> **Passage**
However, as one author eloquently puts it: “And then there’s politics, but I have faith that intelligent and educated people understand by now that the sole difference between progressive and conservative agendas is a personal preference to have your serfdom managed either through a government intermediary, or directly by the business overlords.”

Creating financial systems where clinicians have more input on strategy and operational decisions

Nothing represents the alienation of doctors from their work more clearly than the financial system of the typical mid-sized hospital. Even though doctors make the bulk of decisions that affect the financial health of a hospital, they rarely get involved in the financial deliberations and programs of the health care system. There is often a clear separation between physicians and administrators on these matters.

Most health care organizations use a method called “full costing” to analyze their costs. The full cost of a unit delivered is the combination of the direct cost plus what is called “fair share.” Direct cost is related to the actual cost incurred by the cost object, and a “fair share” which is the additional overhead of the institution (administration, finance, and IT).

Fair share is determined by dividing the overhead cost of the whole system on all clinical departments using an arbitrary method like each departments’ clinical hours or square space. While this sounds easy to accomplish in theory, in practice it often becomes a contentious issue for health administrators. Even though several authors have demonstrated the shortcomings of this method to accurately depict the dynamics of the business of health care, it is still very popular among managers for variety of reasons. These reasons include that it enables the hospital to fulfill its reporting obligations to regulatory agencies, it makes it easy to prepare financial statements, and a cynical person will add that it allows administrators to do their job without needing the clinician inputs.

[Point localization data]
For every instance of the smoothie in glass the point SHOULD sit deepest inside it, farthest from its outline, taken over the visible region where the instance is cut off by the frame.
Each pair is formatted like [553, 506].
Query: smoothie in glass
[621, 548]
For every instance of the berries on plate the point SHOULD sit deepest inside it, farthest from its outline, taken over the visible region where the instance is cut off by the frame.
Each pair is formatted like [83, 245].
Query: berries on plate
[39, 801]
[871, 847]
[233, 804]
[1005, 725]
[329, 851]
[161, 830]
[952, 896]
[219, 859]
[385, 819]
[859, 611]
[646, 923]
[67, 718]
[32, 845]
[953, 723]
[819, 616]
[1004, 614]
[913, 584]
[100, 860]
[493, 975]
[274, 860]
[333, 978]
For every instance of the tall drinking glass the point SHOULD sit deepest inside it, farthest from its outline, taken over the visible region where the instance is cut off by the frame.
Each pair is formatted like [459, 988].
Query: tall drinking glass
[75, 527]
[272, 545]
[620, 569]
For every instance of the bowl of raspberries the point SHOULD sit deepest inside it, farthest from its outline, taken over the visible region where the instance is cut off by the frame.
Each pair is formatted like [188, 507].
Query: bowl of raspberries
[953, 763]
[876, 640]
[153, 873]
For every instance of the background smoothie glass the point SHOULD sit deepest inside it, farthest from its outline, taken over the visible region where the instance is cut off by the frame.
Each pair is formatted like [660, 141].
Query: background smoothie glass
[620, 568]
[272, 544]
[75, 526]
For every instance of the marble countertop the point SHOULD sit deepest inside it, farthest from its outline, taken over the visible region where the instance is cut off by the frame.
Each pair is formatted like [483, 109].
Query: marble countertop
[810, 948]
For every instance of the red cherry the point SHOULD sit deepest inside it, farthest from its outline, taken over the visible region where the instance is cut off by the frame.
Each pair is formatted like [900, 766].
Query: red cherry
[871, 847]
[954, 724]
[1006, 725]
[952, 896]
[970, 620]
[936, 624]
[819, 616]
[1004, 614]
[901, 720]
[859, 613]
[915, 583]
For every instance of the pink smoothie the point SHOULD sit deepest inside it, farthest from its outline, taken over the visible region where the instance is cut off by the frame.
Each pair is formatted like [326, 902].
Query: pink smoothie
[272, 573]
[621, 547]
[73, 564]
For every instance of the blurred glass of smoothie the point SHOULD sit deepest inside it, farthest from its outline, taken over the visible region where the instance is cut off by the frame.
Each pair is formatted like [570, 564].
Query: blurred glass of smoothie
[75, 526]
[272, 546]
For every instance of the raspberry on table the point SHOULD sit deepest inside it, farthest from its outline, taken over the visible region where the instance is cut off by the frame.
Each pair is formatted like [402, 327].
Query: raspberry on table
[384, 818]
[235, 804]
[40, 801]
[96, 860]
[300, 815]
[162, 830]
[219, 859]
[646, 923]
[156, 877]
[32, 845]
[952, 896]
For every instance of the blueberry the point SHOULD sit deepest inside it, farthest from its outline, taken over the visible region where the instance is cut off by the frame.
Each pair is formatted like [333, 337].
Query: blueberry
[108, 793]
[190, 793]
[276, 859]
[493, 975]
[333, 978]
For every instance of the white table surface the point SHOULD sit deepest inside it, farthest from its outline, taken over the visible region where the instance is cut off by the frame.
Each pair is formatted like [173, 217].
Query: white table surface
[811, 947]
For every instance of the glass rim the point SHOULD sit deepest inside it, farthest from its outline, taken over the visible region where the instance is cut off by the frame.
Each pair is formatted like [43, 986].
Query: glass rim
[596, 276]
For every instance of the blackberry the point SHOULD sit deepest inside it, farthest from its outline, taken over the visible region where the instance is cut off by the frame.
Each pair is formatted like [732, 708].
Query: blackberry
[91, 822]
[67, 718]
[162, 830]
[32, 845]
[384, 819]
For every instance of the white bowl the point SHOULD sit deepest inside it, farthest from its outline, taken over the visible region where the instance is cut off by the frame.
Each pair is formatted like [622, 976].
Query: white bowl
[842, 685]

> **What you will do**
Retype the part of the passage on hospital costing that starts with "Most health care" and goes on through "finance, and IT).".

> **Solution for this task**
Most health care organizations use a method called “full costing” to analyze their costs. The full cost of a unit delivered is the combination of the direct cost plus what is called “fair share.” Direct cost is related to the actual cost incurred by the cost object, and a “fair share” which is the additional overhead of the institution (administration, finance, and IT).